» **Document passage**
We must learn to define our own lives

by pursu­ing our joys and passions with people we love.


A tremendous amount of confusion happens when people look into their past ex­periences in order to initiate change in their lives today. They recognize destructive pat­terns and make the decision to further inves­tigate why they operate the way they do. The primary problem with this is that people become so stuck in their pasts, they wind up being obsessed with self-discovery. As a result of this obsession, their patterns don’t actually improve, but worsen.

I am not a believer in wallowing in our past. The past merely provides a frame of refer­ence. It gives an explanation as to how we form certain perceptions and opinions. The past alone cannot provide the appropriate motivation to change. Becoming obsessed with the past can create a situation in which a person actually reinforces the negative pat­tern. A person with this obsession can para­lyze his or her ability to take positive action. It is in action that we change. The negative behavior must change in order to let go of a pattern.

Action is in the now.

  • When you become aware of a repeating pattern of sabotage, become grateful! You are now empowered to change.
  • Becoming cognizant of relentless thoughts of self gives you the opportunity to value service to others. Breaking the pattern of self-centeredness is actually very simple: Help someone else!
  • In all likelihood, you are not the deplorable bane of the human race. You are probably a good person. Let go of the fatalistic inner-dialogue, someone looks up to you!
  • Change what you do. Today. Right now. The sooner you act, the sooner you find relief!

Be True to You

True growth can only happen when your roots are strong. It doesn’t matter what you learn or become aware of, if you are not in touch with your essence, the meaning of the new lesson will be lost.

» **Work required**
Reproduce the passage on personal change between "True growth can" and "will be lost.", inclusive, substituting "foundations" for "roots". Rely solely on the passage on personal change for what follows.

» **Dataset rows**
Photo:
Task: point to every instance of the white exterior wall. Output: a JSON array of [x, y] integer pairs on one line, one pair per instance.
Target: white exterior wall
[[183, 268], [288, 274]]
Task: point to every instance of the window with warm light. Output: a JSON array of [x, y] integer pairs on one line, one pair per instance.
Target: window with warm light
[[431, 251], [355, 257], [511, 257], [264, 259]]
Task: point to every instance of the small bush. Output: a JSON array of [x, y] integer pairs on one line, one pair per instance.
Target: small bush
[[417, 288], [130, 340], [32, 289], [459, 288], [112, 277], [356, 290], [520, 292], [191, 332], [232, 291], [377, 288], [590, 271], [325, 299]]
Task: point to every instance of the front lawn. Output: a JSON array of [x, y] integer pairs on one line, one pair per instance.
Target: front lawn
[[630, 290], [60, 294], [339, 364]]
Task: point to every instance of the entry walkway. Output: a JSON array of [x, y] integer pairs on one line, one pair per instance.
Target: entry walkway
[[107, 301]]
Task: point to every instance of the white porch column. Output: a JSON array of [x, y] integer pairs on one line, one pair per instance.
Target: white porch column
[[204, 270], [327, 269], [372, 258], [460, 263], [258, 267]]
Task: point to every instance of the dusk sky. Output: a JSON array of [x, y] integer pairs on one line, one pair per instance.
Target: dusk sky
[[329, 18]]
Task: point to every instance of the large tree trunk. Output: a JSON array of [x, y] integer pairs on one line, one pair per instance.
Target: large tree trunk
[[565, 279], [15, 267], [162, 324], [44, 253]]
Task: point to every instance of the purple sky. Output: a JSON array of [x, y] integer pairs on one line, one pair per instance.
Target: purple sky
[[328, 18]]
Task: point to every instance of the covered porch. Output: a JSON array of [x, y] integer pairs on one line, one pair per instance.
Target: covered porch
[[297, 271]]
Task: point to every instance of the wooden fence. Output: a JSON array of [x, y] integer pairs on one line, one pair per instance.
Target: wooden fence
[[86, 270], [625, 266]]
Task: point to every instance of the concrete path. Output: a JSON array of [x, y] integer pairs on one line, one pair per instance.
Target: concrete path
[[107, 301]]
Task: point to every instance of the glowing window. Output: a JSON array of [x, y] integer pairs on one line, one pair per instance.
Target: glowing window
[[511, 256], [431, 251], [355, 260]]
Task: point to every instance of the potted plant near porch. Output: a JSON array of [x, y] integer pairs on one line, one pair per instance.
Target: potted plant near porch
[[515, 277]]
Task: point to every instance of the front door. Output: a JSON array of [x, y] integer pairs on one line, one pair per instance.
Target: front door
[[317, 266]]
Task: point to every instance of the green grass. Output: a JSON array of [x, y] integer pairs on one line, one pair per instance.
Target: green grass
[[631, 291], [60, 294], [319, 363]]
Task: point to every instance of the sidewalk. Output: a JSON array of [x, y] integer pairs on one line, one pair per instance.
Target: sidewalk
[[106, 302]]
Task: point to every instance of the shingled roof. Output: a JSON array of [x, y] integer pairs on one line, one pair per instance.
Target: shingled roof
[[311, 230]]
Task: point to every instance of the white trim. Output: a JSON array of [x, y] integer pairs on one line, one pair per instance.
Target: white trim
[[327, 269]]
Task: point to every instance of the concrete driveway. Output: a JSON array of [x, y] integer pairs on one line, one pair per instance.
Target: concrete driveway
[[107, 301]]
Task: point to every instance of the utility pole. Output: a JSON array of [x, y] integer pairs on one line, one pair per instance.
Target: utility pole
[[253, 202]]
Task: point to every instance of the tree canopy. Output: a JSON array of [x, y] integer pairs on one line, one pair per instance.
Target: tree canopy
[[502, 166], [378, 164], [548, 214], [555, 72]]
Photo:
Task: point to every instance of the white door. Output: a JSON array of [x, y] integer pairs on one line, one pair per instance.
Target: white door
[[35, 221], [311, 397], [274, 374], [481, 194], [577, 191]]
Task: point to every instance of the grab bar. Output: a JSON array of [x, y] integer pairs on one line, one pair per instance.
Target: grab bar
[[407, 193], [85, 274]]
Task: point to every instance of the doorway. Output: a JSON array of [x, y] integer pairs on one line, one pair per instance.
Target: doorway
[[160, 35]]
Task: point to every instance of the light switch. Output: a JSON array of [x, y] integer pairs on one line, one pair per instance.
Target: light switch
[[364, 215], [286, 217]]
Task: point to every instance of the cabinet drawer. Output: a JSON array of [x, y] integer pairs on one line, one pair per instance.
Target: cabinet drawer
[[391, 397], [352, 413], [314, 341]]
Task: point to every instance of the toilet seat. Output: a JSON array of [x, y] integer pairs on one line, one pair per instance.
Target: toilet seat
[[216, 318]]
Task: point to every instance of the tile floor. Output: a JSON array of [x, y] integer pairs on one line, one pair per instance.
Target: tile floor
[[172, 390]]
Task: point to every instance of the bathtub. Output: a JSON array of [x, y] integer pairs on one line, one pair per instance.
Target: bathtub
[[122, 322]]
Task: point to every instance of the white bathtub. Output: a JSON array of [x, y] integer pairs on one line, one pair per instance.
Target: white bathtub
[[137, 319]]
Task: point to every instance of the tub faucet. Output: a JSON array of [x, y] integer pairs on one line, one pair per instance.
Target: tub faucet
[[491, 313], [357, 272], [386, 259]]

* * *

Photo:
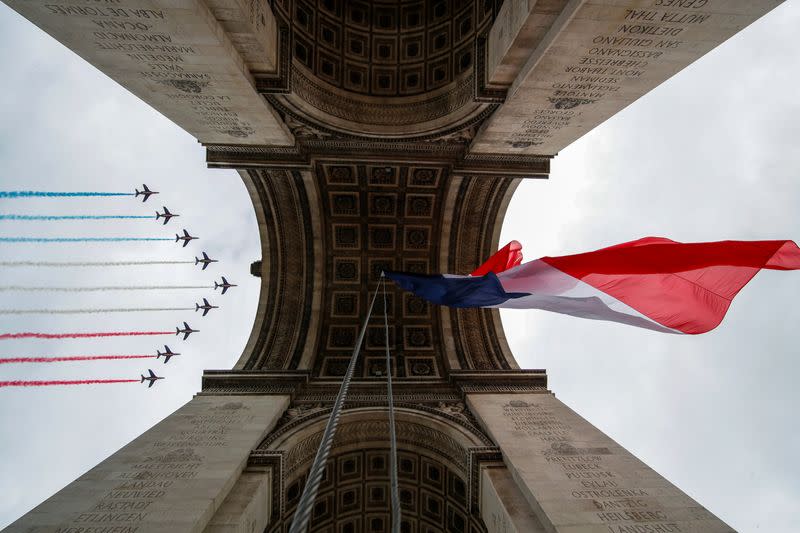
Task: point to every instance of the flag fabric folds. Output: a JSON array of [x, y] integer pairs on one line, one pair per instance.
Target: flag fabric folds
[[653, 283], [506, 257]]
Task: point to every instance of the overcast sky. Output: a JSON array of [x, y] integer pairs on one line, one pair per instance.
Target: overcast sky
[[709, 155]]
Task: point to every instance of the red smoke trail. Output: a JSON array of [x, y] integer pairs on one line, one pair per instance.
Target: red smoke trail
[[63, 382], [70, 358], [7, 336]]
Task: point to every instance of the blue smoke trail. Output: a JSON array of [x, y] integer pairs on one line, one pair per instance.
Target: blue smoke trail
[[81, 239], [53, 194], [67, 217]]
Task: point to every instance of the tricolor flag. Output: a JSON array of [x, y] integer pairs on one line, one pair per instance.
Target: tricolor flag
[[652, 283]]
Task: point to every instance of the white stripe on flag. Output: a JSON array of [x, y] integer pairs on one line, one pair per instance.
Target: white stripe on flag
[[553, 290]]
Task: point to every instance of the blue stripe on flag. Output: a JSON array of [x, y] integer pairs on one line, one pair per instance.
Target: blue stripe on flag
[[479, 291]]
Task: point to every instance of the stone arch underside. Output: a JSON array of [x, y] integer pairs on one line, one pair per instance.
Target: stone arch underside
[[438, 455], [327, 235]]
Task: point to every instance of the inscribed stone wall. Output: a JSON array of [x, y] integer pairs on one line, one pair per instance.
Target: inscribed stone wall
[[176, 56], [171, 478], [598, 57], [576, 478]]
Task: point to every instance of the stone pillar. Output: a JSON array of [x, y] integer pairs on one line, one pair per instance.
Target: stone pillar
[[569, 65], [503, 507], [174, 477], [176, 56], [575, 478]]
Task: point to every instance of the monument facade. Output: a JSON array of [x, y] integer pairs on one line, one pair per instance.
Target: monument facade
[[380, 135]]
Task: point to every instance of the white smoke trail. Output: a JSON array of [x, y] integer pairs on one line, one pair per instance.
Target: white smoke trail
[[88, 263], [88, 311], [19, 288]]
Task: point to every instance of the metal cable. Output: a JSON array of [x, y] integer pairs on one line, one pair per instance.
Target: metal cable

...

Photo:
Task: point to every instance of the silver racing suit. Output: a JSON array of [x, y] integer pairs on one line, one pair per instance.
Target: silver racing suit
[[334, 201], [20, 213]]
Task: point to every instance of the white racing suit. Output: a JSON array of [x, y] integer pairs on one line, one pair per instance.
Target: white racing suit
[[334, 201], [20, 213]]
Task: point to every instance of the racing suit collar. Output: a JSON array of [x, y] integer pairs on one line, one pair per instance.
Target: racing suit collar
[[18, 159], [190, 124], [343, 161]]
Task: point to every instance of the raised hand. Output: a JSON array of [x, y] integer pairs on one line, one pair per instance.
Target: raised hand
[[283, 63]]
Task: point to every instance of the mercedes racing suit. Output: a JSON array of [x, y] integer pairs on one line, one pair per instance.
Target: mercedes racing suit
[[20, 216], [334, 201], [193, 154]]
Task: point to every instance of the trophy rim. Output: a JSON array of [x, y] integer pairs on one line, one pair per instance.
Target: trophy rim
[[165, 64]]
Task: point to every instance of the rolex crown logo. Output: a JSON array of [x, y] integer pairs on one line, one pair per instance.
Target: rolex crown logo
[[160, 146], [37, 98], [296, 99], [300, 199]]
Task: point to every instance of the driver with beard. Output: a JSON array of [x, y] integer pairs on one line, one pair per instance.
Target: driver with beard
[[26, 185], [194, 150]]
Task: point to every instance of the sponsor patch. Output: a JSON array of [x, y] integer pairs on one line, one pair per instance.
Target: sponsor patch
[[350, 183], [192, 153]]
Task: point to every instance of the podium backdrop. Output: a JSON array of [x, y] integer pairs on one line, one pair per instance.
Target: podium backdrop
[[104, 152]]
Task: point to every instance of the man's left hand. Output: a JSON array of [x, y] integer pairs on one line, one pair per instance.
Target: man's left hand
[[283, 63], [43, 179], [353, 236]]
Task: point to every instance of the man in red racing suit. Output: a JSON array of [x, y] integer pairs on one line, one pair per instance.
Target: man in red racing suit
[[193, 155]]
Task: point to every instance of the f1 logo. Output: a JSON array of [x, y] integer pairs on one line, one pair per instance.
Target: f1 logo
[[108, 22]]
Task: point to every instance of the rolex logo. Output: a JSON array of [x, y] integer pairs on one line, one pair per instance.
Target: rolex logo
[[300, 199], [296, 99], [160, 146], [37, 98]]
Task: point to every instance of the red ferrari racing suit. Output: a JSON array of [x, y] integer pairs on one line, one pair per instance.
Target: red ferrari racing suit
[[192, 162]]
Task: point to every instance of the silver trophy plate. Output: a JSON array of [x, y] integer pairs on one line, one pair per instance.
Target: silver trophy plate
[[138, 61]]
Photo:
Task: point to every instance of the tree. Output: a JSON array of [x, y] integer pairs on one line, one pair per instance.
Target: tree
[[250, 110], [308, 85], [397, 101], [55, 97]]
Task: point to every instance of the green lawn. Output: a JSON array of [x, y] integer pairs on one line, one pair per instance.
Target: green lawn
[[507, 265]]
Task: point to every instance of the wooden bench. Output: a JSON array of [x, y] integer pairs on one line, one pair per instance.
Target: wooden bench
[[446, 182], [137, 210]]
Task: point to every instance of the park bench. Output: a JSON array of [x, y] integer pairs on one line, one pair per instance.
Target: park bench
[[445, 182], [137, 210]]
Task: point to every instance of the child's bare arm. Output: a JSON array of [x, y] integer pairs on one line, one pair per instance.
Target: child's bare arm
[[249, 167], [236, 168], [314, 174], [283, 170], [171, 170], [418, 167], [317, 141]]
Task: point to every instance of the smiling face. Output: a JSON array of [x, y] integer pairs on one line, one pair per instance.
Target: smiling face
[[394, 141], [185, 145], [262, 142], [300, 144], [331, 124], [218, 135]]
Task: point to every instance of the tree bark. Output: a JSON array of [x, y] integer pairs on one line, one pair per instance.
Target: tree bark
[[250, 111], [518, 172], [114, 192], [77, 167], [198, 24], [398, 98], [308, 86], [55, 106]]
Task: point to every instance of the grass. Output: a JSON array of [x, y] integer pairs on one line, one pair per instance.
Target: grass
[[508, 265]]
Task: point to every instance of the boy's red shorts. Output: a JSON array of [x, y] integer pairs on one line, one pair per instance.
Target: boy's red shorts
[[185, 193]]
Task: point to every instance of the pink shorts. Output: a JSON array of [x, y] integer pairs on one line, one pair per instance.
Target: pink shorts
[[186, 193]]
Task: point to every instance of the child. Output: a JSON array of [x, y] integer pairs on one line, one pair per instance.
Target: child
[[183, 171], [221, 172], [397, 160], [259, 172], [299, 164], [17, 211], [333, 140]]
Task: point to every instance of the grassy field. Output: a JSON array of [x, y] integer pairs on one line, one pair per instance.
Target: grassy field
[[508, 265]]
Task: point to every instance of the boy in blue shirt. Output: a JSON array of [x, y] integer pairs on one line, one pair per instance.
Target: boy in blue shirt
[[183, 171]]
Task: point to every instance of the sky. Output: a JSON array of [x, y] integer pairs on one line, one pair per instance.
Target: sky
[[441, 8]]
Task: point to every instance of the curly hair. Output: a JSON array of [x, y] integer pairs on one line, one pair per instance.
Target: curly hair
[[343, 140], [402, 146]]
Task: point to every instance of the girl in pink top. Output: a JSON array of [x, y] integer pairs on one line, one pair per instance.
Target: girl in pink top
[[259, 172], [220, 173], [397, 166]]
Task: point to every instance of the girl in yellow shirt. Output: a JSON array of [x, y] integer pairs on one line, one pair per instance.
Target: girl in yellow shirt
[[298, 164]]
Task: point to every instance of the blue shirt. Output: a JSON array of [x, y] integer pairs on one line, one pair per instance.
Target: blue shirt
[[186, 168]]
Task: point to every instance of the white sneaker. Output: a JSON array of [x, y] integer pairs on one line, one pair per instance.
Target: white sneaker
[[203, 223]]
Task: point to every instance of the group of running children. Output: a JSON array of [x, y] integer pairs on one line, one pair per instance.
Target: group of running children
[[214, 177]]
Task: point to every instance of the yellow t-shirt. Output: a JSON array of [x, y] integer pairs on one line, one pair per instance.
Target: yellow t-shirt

» **Complete output**
True growth can only happen when your foundations are strong. It doesn’t matter what you learn or become aware of, if you are not in touch with your essence, the meaning of the new lesson will be lost.